(STUDY TEXT Opens)

Owners of the Bay Area’s restaurants agree on one thing: It’ll be damn near impossible to stay in business if their dining room capacity is cut. While California’s guidelines for restaurant reopening don’t specify a specific slash in capacity, they do require social distancing measures between patrons and workers, which means that to make enough money to remain afloat, restaurants need way more space to serve diners. In response, officials across the Bay Area have discussed taking over street space for restaurant use — and now, Berkeley has put that discussion into action, as today it introduced legislation to fully close many of the city’s streets, repurposing them as seating areas for the city’s vibrant restaurant scene.
Speaking with Eater SF, Berkeley Mayor Jesse Arreguín says that the plan was inspired by news coverage of the Lithuanian capital of Vilnius, which announced last month that it would turn its plazas, streets, and squares into “a vast open-air cafe” to allow its bars and restaurants to serve patrons during the coronavirus crisis.

(STUDY TEXT Closes)
(DATA Opens)

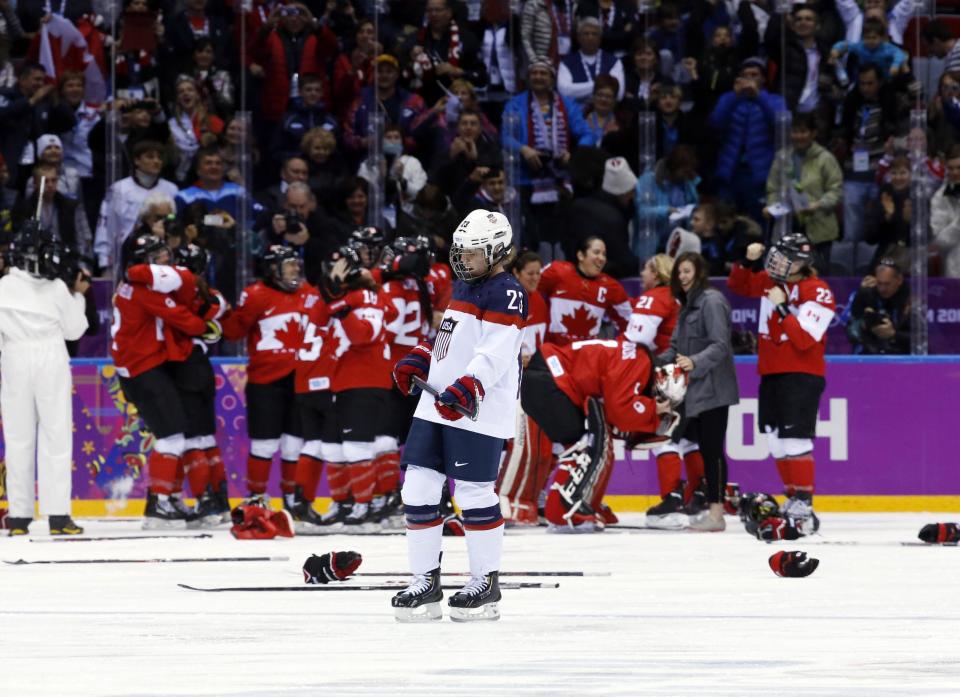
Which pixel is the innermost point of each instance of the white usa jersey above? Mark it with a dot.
(480, 335)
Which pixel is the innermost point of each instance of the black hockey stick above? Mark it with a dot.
(122, 537)
(378, 587)
(22, 562)
(459, 408)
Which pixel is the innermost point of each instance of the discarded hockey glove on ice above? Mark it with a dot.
(467, 392)
(414, 364)
(257, 523)
(793, 564)
(940, 533)
(332, 566)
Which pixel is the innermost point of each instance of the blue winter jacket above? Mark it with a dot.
(514, 135)
(746, 129)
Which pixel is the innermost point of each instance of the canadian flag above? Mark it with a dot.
(60, 47)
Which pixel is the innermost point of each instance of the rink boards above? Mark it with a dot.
(886, 439)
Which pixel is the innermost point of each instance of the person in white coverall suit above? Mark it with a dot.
(37, 314)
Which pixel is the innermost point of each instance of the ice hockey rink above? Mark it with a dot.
(670, 614)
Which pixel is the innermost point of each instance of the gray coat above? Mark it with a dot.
(703, 335)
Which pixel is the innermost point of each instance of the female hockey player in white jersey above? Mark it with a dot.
(474, 368)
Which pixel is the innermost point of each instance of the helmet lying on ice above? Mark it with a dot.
(790, 249)
(488, 232)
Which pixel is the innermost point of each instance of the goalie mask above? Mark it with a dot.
(788, 256)
(281, 268)
(481, 241)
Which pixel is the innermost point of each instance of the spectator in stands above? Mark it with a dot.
(27, 111)
(542, 127)
(291, 43)
(806, 80)
(666, 195)
(880, 312)
(303, 113)
(397, 105)
(469, 149)
(579, 69)
(606, 214)
(121, 207)
(868, 118)
(215, 83)
(888, 217)
(442, 51)
(326, 164)
(182, 31)
(60, 216)
(403, 175)
(599, 114)
(191, 126)
(814, 184)
(745, 121)
(945, 216)
(294, 169)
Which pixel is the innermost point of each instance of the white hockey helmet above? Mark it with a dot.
(488, 231)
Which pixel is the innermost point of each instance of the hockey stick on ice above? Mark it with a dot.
(122, 537)
(459, 408)
(22, 562)
(378, 587)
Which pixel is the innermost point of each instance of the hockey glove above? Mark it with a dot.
(793, 564)
(940, 533)
(214, 332)
(416, 363)
(333, 566)
(467, 392)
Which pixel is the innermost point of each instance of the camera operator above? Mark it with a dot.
(300, 224)
(38, 312)
(880, 312)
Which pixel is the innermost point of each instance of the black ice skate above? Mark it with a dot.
(478, 600)
(669, 514)
(306, 521)
(18, 526)
(160, 514)
(420, 601)
(64, 525)
(207, 514)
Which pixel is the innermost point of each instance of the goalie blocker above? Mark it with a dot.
(561, 393)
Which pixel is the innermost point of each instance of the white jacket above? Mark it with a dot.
(945, 230)
(36, 310)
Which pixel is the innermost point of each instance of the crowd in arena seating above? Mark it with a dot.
(252, 123)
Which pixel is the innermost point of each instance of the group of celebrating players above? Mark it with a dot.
(336, 372)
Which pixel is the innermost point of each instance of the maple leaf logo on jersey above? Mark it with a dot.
(580, 324)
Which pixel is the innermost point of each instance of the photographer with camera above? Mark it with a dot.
(880, 312)
(121, 209)
(300, 224)
(38, 313)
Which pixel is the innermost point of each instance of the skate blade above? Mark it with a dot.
(489, 612)
(671, 521)
(428, 612)
(159, 524)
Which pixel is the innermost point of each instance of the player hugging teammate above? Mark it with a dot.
(796, 309)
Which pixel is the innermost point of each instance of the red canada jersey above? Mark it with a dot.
(316, 362)
(796, 343)
(410, 326)
(138, 333)
(537, 318)
(578, 304)
(359, 341)
(617, 371)
(653, 319)
(270, 320)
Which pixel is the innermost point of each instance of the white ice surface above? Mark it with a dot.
(681, 614)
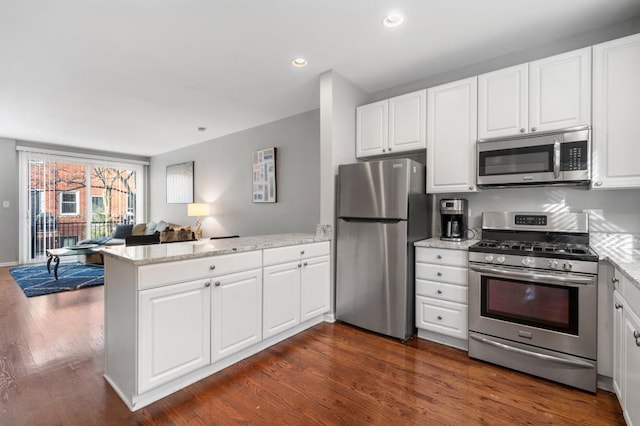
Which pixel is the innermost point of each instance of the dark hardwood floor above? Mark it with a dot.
(51, 365)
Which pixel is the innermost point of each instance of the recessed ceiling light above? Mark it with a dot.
(393, 19)
(299, 62)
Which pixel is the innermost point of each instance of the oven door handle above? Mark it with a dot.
(544, 357)
(536, 276)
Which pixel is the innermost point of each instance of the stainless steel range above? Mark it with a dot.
(533, 296)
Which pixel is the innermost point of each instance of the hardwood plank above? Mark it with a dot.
(52, 361)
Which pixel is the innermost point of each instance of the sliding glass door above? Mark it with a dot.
(68, 200)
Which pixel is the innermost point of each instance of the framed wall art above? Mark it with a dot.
(264, 176)
(180, 183)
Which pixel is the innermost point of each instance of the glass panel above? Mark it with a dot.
(539, 305)
(537, 159)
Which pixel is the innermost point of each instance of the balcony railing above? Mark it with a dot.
(49, 235)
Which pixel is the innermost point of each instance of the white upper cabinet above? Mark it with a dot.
(372, 128)
(390, 126)
(503, 102)
(550, 94)
(407, 122)
(616, 90)
(560, 91)
(451, 136)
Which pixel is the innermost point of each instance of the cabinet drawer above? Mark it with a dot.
(442, 291)
(290, 253)
(441, 317)
(442, 256)
(440, 273)
(165, 273)
(630, 293)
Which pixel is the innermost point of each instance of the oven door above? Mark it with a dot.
(547, 309)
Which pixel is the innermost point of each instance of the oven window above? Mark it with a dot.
(533, 159)
(538, 305)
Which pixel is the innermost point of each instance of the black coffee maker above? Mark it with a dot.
(453, 218)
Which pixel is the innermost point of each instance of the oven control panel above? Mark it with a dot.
(531, 220)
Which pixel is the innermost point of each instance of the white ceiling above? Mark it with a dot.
(139, 76)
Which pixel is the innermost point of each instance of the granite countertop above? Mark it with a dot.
(621, 250)
(438, 243)
(159, 253)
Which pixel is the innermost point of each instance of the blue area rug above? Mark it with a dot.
(34, 280)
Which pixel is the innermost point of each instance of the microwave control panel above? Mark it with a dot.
(574, 156)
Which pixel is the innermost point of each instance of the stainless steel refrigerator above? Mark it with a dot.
(382, 211)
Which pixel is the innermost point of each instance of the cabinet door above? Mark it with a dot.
(616, 90)
(503, 102)
(236, 312)
(174, 332)
(451, 136)
(631, 368)
(407, 118)
(618, 328)
(560, 91)
(314, 287)
(281, 298)
(372, 129)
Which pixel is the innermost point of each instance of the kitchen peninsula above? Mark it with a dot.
(176, 313)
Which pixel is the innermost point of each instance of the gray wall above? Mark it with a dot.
(9, 192)
(223, 178)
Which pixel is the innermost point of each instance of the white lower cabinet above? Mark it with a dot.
(626, 349)
(236, 313)
(441, 295)
(296, 286)
(174, 330)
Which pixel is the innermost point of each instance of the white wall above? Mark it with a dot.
(620, 208)
(223, 178)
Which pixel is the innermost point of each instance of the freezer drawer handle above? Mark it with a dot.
(544, 357)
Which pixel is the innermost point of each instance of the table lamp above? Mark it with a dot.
(198, 210)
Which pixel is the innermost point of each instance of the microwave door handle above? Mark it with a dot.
(556, 159)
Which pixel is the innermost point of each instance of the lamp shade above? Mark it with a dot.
(198, 209)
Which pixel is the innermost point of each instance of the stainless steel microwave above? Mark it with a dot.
(535, 159)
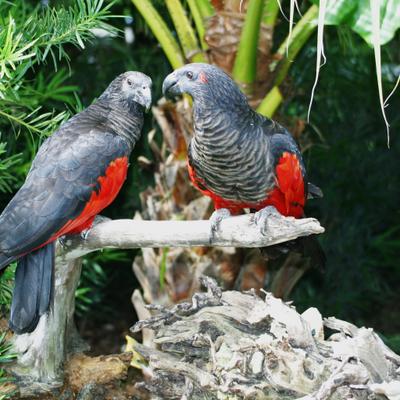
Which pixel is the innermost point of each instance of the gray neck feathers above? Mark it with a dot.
(230, 151)
(121, 118)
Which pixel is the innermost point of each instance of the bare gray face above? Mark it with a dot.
(187, 79)
(136, 86)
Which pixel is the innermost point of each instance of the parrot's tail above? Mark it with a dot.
(33, 291)
(4, 261)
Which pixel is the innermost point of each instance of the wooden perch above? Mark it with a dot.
(239, 231)
(41, 354)
(232, 345)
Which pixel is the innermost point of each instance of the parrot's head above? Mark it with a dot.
(202, 81)
(131, 87)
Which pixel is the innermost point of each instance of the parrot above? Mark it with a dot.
(76, 173)
(238, 157)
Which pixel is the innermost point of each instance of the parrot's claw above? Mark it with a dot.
(63, 241)
(216, 217)
(85, 233)
(261, 218)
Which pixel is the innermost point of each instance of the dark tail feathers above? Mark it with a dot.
(33, 289)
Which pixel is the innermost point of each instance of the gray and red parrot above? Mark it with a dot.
(239, 158)
(77, 172)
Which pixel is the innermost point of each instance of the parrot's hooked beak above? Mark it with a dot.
(171, 87)
(144, 98)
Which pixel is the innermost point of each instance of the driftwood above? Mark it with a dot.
(41, 354)
(232, 345)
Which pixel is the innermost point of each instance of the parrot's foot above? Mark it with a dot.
(63, 241)
(216, 217)
(85, 233)
(261, 218)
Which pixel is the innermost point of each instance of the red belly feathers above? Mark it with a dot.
(288, 197)
(110, 184)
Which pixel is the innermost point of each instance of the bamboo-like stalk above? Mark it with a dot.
(244, 69)
(271, 10)
(206, 8)
(161, 32)
(271, 102)
(300, 34)
(198, 21)
(185, 32)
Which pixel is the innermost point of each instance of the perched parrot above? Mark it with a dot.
(76, 173)
(239, 158)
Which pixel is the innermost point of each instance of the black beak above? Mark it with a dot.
(171, 86)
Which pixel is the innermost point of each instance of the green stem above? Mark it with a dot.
(271, 10)
(161, 32)
(185, 32)
(245, 67)
(206, 8)
(198, 21)
(270, 102)
(301, 33)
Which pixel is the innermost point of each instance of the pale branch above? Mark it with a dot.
(239, 231)
(42, 353)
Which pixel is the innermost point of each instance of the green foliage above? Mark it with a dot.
(357, 15)
(94, 279)
(6, 356)
(6, 287)
(359, 177)
(31, 109)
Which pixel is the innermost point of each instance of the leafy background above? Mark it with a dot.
(345, 153)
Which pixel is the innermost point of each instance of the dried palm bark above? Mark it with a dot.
(232, 345)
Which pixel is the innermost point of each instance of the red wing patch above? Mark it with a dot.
(110, 185)
(287, 197)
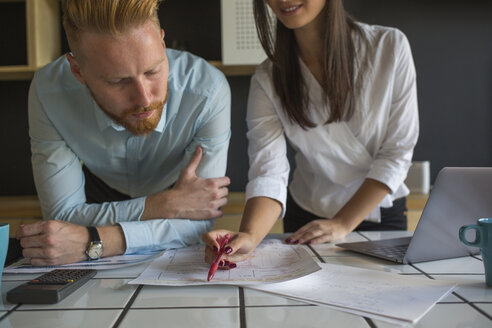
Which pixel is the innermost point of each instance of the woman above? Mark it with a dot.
(343, 94)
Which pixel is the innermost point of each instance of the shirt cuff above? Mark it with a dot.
(267, 187)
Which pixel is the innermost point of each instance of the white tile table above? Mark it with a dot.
(108, 301)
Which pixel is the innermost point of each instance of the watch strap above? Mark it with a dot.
(94, 235)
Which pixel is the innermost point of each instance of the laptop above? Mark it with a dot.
(460, 196)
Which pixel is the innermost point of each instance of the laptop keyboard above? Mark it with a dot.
(389, 251)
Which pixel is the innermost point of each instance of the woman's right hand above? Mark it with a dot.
(239, 247)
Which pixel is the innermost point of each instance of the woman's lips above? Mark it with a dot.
(291, 10)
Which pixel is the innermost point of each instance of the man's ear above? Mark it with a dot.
(162, 36)
(75, 67)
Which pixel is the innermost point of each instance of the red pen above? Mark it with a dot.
(215, 265)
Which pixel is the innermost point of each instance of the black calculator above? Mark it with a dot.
(50, 287)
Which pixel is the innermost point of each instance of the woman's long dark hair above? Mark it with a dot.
(338, 63)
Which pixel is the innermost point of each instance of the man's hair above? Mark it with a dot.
(112, 17)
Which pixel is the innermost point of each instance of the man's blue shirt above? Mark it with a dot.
(67, 128)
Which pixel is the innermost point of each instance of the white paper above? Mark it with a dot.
(105, 263)
(375, 294)
(272, 261)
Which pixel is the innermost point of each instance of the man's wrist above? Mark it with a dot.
(157, 206)
(114, 240)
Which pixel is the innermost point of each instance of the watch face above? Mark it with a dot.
(95, 250)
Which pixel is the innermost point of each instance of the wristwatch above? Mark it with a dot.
(95, 249)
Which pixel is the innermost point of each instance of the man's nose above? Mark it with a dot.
(142, 94)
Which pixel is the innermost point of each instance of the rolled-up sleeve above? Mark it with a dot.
(395, 155)
(267, 149)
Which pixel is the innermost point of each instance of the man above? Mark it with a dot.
(126, 136)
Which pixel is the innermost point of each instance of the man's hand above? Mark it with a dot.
(53, 242)
(239, 248)
(191, 197)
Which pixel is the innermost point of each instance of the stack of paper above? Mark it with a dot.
(374, 294)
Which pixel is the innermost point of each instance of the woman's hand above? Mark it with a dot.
(239, 247)
(320, 231)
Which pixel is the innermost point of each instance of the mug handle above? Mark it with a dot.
(478, 237)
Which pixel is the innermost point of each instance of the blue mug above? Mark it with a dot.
(483, 240)
(4, 245)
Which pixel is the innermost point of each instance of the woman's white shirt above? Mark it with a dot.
(333, 160)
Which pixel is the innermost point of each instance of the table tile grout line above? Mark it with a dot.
(127, 306)
(363, 236)
(457, 295)
(473, 306)
(316, 254)
(242, 309)
(10, 311)
(475, 257)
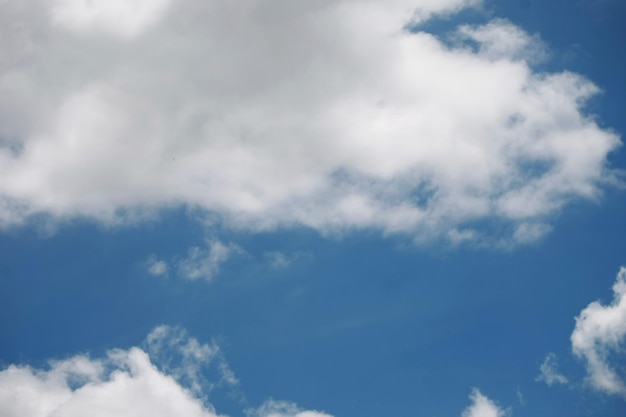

(DATA Closes)

▶ **EXERCISE TASKS**
1 – In the article on Berkeley's restaurants, which city's plan inspired Mayor Jesse Arreguín's proposal?
2 – Go on with the article about Berkeley closing streets for restaurant seating, beginning right after its last sentence.
The rows come from a separate source, unrelated to the article.

▶ **ANSWERS TO THE EXERCISES**
1 – Vilnius, the capital of Lithuania.

2 –
Photos of Vilnius sparked a similar idea in San Jose, where last week Mayor Sam Liccardo and Councilwoman Dev Davis proposed “Al Fresco San Jose,” a program in which “businesses — particularly restaurants — could be allowed to take over parking lots, shut down parts of streets and siphon off areas of a public park for open-air services,” the San Jose Mercury News reports. Also last week, San Mateo’s city council “asked staff to come up with the specifics on a plan” to close two streets in the city for restaurant use, according to NBC Bay Area.
In San Francisco, restaurant lobbying group the Golden Gate Restaurant Association (GGRA) has also petitioned legislators to allowing restaurants to take over open spaces around their businesses, including parking spaces and adjacent alleyways “commercial corridors,” but so far, city officials have not proposed any legislation — and some restaurateurs tell Eater SF they’re concerned that San Francisco’s labyrinthine bureaucracy means that results might come slowly, if at all.
Things apparently move faster in Berkeley. According to Arreguín, every second counts when it comes to relieving “the significant impact our restaurants have endured since the shutdown,” and Berkeley needs to get a plan together now to allow dining in streets when so-called high risk businesses are cleared to reopen.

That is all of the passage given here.